### Problem description
Reproduce the following listing verbatim, line for line, without changing any character.

### Data lines
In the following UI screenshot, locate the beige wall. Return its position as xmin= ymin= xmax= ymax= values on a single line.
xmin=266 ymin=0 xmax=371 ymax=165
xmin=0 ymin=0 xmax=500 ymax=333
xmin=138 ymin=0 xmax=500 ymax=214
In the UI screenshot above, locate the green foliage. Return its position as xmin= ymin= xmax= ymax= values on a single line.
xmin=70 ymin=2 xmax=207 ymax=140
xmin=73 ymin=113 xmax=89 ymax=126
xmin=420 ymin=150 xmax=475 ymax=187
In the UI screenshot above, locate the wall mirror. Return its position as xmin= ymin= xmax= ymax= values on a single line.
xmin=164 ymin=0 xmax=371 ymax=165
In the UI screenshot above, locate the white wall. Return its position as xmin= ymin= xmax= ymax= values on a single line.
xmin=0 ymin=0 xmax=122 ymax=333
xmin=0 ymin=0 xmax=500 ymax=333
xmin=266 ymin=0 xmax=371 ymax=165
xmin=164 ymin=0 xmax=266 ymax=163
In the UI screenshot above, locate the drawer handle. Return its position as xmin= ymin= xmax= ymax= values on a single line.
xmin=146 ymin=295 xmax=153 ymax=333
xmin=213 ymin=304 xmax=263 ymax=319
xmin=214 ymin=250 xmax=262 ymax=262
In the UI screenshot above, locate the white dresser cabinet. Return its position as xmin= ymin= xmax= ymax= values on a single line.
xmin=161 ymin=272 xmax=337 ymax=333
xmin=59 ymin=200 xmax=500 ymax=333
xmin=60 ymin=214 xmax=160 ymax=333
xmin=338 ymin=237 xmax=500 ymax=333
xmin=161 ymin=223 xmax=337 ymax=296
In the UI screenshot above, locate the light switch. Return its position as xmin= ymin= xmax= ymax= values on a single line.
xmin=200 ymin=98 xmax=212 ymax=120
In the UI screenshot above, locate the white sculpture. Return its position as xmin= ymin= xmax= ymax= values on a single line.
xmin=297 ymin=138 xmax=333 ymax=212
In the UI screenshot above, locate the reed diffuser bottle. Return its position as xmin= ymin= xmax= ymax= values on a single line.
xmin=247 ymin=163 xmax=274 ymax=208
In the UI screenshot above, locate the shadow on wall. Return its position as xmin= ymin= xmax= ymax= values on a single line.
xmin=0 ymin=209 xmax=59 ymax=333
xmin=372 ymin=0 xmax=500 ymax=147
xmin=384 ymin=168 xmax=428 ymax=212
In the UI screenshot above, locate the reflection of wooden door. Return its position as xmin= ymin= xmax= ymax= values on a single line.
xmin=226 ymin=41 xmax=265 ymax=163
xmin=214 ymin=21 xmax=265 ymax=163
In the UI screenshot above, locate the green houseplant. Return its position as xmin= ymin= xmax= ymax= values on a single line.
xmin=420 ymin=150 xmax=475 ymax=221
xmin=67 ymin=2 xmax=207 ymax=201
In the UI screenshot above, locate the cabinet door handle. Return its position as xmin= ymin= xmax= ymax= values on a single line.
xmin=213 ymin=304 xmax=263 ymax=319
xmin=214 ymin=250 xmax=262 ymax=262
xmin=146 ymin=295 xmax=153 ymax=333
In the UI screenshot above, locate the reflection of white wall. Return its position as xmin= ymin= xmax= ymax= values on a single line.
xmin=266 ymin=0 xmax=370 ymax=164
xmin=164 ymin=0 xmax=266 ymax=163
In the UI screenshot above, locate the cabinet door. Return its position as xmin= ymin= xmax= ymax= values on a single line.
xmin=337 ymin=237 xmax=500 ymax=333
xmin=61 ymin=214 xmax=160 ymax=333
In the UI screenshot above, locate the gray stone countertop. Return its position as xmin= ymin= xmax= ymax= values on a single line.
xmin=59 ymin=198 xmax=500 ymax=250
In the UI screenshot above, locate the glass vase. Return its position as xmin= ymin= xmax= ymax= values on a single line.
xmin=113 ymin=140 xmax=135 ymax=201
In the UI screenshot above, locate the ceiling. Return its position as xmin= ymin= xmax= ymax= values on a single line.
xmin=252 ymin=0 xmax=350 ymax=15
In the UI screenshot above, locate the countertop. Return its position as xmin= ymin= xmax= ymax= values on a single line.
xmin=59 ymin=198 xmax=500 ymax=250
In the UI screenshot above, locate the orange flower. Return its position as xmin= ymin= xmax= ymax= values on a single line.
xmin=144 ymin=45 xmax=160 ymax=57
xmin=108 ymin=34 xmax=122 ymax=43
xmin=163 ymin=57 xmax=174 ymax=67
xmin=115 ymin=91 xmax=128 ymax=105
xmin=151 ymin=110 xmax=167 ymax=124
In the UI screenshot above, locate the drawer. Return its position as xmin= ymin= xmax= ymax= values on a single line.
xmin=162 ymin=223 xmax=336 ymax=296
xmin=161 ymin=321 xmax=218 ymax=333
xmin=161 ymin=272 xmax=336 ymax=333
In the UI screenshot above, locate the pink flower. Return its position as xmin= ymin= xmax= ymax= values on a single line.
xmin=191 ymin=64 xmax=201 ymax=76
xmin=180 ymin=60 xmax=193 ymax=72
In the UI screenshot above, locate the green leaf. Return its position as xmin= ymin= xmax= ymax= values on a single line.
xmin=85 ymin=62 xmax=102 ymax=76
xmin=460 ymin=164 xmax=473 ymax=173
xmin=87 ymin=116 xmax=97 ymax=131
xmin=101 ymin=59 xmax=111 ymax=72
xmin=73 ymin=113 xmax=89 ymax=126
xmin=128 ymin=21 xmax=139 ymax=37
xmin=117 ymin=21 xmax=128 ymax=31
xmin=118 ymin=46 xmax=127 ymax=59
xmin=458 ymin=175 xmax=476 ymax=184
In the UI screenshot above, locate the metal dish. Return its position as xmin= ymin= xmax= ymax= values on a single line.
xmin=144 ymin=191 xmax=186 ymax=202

### Solution for this problem
In the following UI screenshot, locate the beige wall. Return its position as xmin= ymin= xmax= ymax= values on a single line.
xmin=266 ymin=0 xmax=371 ymax=165
xmin=0 ymin=0 xmax=500 ymax=333
xmin=138 ymin=0 xmax=500 ymax=214
In the UI screenshot above, locate the green foliage. Return its position as xmin= ymin= xmax= ymax= values on a single line.
xmin=70 ymin=2 xmax=207 ymax=140
xmin=73 ymin=113 xmax=89 ymax=126
xmin=420 ymin=150 xmax=475 ymax=187
In the UI screenshot above, locate the wall mirror. Return its position as xmin= ymin= xmax= ymax= values on a single line.
xmin=164 ymin=0 xmax=371 ymax=165
In the UI screenshot above, locate the white wall. Return its position as xmin= ymin= xmax= ymax= values on a single line.
xmin=0 ymin=0 xmax=122 ymax=333
xmin=0 ymin=0 xmax=500 ymax=333
xmin=266 ymin=0 xmax=371 ymax=165
xmin=164 ymin=0 xmax=266 ymax=163
In the UI screenshot above, locate the drawer handle. Return its position as xmin= ymin= xmax= ymax= values on a single line.
xmin=146 ymin=295 xmax=153 ymax=333
xmin=213 ymin=304 xmax=263 ymax=319
xmin=214 ymin=250 xmax=262 ymax=262
In the UI screenshot above, locate the white dresser cabinet. Return its position as xmin= ymin= xmax= ymax= values on a single line.
xmin=161 ymin=272 xmax=337 ymax=333
xmin=59 ymin=200 xmax=500 ymax=333
xmin=60 ymin=214 xmax=160 ymax=333
xmin=338 ymin=237 xmax=500 ymax=333
xmin=161 ymin=223 xmax=337 ymax=296
In the UI screenshot above, locate the light switch. Return its position as xmin= ymin= xmax= ymax= values on a single line.
xmin=200 ymin=98 xmax=212 ymax=120
In the UI screenshot above, locate the white sculpture. Return its position as xmin= ymin= xmax= ymax= values on a single line.
xmin=297 ymin=138 xmax=333 ymax=212
In the UI screenshot above, locate the reed diffuser bottle. Return its position as xmin= ymin= xmax= ymax= values on a single line.
xmin=247 ymin=163 xmax=274 ymax=208
In the UI screenshot above, locate the shadow on wall. Return its position as xmin= ymin= xmax= ymax= values on a single line.
xmin=0 ymin=209 xmax=59 ymax=333
xmin=372 ymin=0 xmax=500 ymax=147
xmin=384 ymin=168 xmax=428 ymax=212
In the UI screenshot above, locate the reflection of wooden door. Return its position as xmin= ymin= xmax= ymax= values on a single line.
xmin=226 ymin=41 xmax=265 ymax=163
xmin=214 ymin=21 xmax=265 ymax=163
In the UI screenshot above, locate the green houseplant. Return its position as xmin= ymin= xmax= ymax= values on a single line.
xmin=420 ymin=150 xmax=475 ymax=221
xmin=67 ymin=2 xmax=207 ymax=201
In the UI screenshot above, locate the cabinet door handle. Return its position as xmin= ymin= xmax= ymax= values on a single line.
xmin=213 ymin=304 xmax=263 ymax=319
xmin=214 ymin=250 xmax=262 ymax=262
xmin=146 ymin=295 xmax=153 ymax=333
In the UI screenshot above, locate the reflection of white wall. Return its position as xmin= ymin= xmax= ymax= values on a single line.
xmin=266 ymin=0 xmax=370 ymax=164
xmin=164 ymin=0 xmax=266 ymax=163
In the UI screenshot above, locate the cabinet door. Return its position as xmin= ymin= xmax= ymax= values on a single line.
xmin=337 ymin=237 xmax=500 ymax=333
xmin=61 ymin=214 xmax=160 ymax=333
In the UI screenshot above, locate the gray stone countertop. Return its position as xmin= ymin= xmax= ymax= values on a single line.
xmin=59 ymin=198 xmax=500 ymax=250
In the UI screenshot above, locate the glass vase. Return its position as xmin= ymin= xmax= ymax= values on a single line.
xmin=113 ymin=140 xmax=135 ymax=201
In the UI screenshot above, locate the ceiling. Return its position as xmin= ymin= xmax= ymax= values on a single line.
xmin=252 ymin=0 xmax=350 ymax=15
In the UI screenshot above, locate the countertop. Return its position as xmin= ymin= xmax= ymax= values on a single line.
xmin=59 ymin=198 xmax=500 ymax=250
In the UI screenshot above, locate the orange flower. Return its position as xmin= ymin= xmax= ymax= values on a single line.
xmin=144 ymin=45 xmax=160 ymax=57
xmin=108 ymin=34 xmax=122 ymax=43
xmin=163 ymin=57 xmax=174 ymax=67
xmin=115 ymin=91 xmax=128 ymax=105
xmin=151 ymin=110 xmax=167 ymax=124
In the UI screenshot above, locate the drawer. Return its position as xmin= ymin= xmax= ymax= values on a single line.
xmin=162 ymin=223 xmax=336 ymax=296
xmin=161 ymin=321 xmax=218 ymax=333
xmin=161 ymin=272 xmax=336 ymax=333
In the UI screenshot above, locate the pink flower. Return its position as xmin= ymin= xmax= ymax= values on a single line.
xmin=191 ymin=64 xmax=201 ymax=76
xmin=180 ymin=60 xmax=193 ymax=72
In the UI screenshot above, locate the green leaf. Return its position as xmin= ymin= xmax= ymax= values on a single line.
xmin=85 ymin=62 xmax=102 ymax=76
xmin=460 ymin=164 xmax=473 ymax=173
xmin=87 ymin=116 xmax=97 ymax=131
xmin=101 ymin=59 xmax=111 ymax=72
xmin=73 ymin=113 xmax=89 ymax=126
xmin=128 ymin=21 xmax=139 ymax=37
xmin=117 ymin=21 xmax=128 ymax=31
xmin=118 ymin=46 xmax=127 ymax=59
xmin=458 ymin=175 xmax=476 ymax=184
In the UI screenshot above, locate the metal dish. Return its position as xmin= ymin= xmax= ymax= values on a single line.
xmin=144 ymin=191 xmax=186 ymax=202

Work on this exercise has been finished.